#### PAGE EXTRACT

Updated: Dec 20, 2020
Summer is here and social media is the one-stop-shop to spy on friends and Instagram models showing off their summer bods at the beach and catching up on the party-scene. Staying healthy and eating well is undoubtedly important this summer, however, when was the last time you thought about getting your mental health in shape during the festive season?
We as a society focus so much in the months leading up to summer on getting our abs toned and hoping we achieve a good summer glow. This is all well and good, however we seem to sideline our mental health.
Not this year! I've personally tried to focus on mental health journey this year, especially during Covid-19. For years I have silently suffered with anxiety and OCD but didn’t really think about getting the help I needed.
In 2019, I started taking anxiety medication, Effexor XR. Effexor was great at first, to be honest it all felt like a placebo effect. I was told by the doctor the medication would make me feel better so I proceeded to take it. Then the doctor told me after a few months it takes a whole year to come into full affect. Then I started to question whether or not the medication was even working.
For seven months I took the anxiety medication and I felt like it was not doing anything for me. It was not a great feeling going out into the world and deciding I need help, and only for the help to not be working. So, I stopped the medication. Gradually my anxiety and OCD got worse and worse and I found myself anxious about things that really didn’t matter, and my OCD was slowly taking over my days.
I visited my doctor at the end of 2019 and decided to go back on Effexor XR and continued till March of 2020. It was then that Covid-19 became a factor within our lives, and we were all sent into lockdown. Once again, I stopped my medication convincing myself there was no point because I was going to go crazy stuck inside all day and night anyway.
April came along and I experienced personal heartbreak in the form of a breakup. A breakup I had caused through my actions, to be completely honest. The end of this relationship left me in the worst possible position I could be in. Once again, I started taking Effexor in a last-ditch effort to help myself and my mental health.

########
#### DATA TO EXAMINE

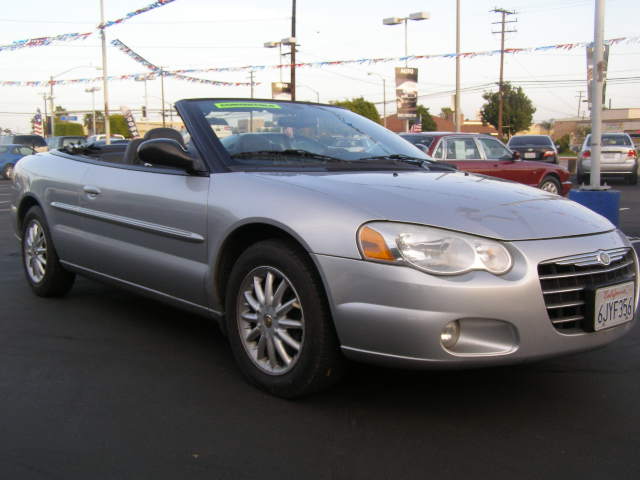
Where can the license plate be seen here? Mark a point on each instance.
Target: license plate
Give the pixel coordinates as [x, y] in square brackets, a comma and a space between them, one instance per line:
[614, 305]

########
#### DATA TO EXAMINE

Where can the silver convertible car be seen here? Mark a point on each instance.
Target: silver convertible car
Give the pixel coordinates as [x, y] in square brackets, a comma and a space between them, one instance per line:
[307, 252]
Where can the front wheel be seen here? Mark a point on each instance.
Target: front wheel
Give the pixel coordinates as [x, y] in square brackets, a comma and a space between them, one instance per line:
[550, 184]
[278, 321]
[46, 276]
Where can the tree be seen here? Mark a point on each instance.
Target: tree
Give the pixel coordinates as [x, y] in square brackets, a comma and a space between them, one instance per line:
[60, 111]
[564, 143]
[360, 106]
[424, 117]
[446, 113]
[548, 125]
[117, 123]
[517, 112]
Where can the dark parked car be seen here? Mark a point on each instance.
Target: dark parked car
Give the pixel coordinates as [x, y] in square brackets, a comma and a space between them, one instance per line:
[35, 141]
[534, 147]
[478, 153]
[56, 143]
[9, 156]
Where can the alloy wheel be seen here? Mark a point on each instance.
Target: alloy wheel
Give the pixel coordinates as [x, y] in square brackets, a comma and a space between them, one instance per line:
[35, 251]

########
#### DATA TO EXAMINE

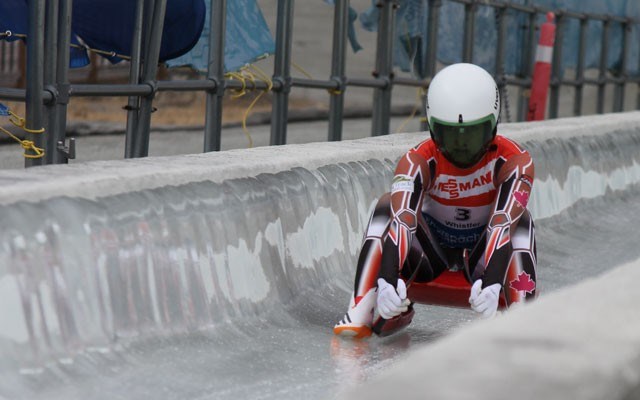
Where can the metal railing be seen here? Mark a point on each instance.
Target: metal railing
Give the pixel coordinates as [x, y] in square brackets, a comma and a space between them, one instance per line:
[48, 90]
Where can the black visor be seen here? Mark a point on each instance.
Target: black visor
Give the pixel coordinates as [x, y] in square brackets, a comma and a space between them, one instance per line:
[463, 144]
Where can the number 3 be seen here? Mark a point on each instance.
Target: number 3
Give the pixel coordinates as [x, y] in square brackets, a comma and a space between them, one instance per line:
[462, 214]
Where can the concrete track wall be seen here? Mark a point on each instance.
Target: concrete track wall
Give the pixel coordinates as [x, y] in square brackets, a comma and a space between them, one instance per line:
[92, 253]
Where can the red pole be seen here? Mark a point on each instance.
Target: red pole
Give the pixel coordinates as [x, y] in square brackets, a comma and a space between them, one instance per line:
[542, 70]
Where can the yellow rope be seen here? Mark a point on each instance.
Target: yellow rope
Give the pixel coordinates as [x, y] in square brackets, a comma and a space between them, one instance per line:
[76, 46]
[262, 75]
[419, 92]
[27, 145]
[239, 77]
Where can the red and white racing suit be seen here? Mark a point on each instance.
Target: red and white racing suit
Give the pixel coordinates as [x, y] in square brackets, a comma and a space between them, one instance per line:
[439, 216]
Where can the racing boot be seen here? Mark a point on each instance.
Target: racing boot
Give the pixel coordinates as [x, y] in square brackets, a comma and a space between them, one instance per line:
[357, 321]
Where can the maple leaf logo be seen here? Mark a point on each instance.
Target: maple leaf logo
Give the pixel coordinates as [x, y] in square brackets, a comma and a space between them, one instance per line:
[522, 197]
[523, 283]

########

_GOAL OF THE EXERCISE_. Reproduce the full mental health post word for word. Rely only on the mental health post for what follows.

_TASK SOLUTION_.
Updated: Dec 20, 2020
Summer is here and social media is the one-stop-shop to spy on friends and Instagram models showing off their summer bods at the beach and catching up on the party-scene. Staying healthy and eating well is undoubtedly important this summer, however, when was the last time you thought about getting your mental health in shape during the festive season?
We as a society focus so much in the months leading up to summer on getting our abs toned and hoping we achieve a good summer glow. This is all well and good, however we seem to sideline our mental health.
Not this year! I've personally tried to focus on mental health journey this year, especially during Covid-19. For years I have silently suffered with anxiety and OCD but didn’t really think about getting the help I needed.
In 2019, I started taking anxiety medication, Effexor XR. Effexor was great at first, to be honest it all felt like a placebo effect. I was told by the doctor the medication would make me feel better so I proceeded to take it. Then the doctor told me after a few months it takes a whole year to come into full affect. Then I started to question whether or not the medication was even working.
For seven months I took the anxiety medication and I felt like it was not doing anything for me. It was not a great feeling going out into the world and deciding I need help, and only for the help to not be working. So, I stopped the medication. Gradually my anxiety and OCD got worse and worse and I found myself anxious about things that really didn’t matter, and my OCD was slowly taking over my days.
I visited my doctor at the end of 2019 and decided to go back on Effexor XR and continued till March of 2020. It was then that Covid-19 became a factor within our lives, and we were all sent into lockdown. Once again, I stopped my medication convincing myself there was no point because I was going to go crazy stuck inside all day and night anyway.
April came along and I experienced personal heartbreak in the form of a breakup. A breakup I had caused through my actions, to be completely honest. The end of this relationship left me in the worst possible position I could be in. Once again, I started taking Effexor in a last-ditch effort to help myself and my mental health.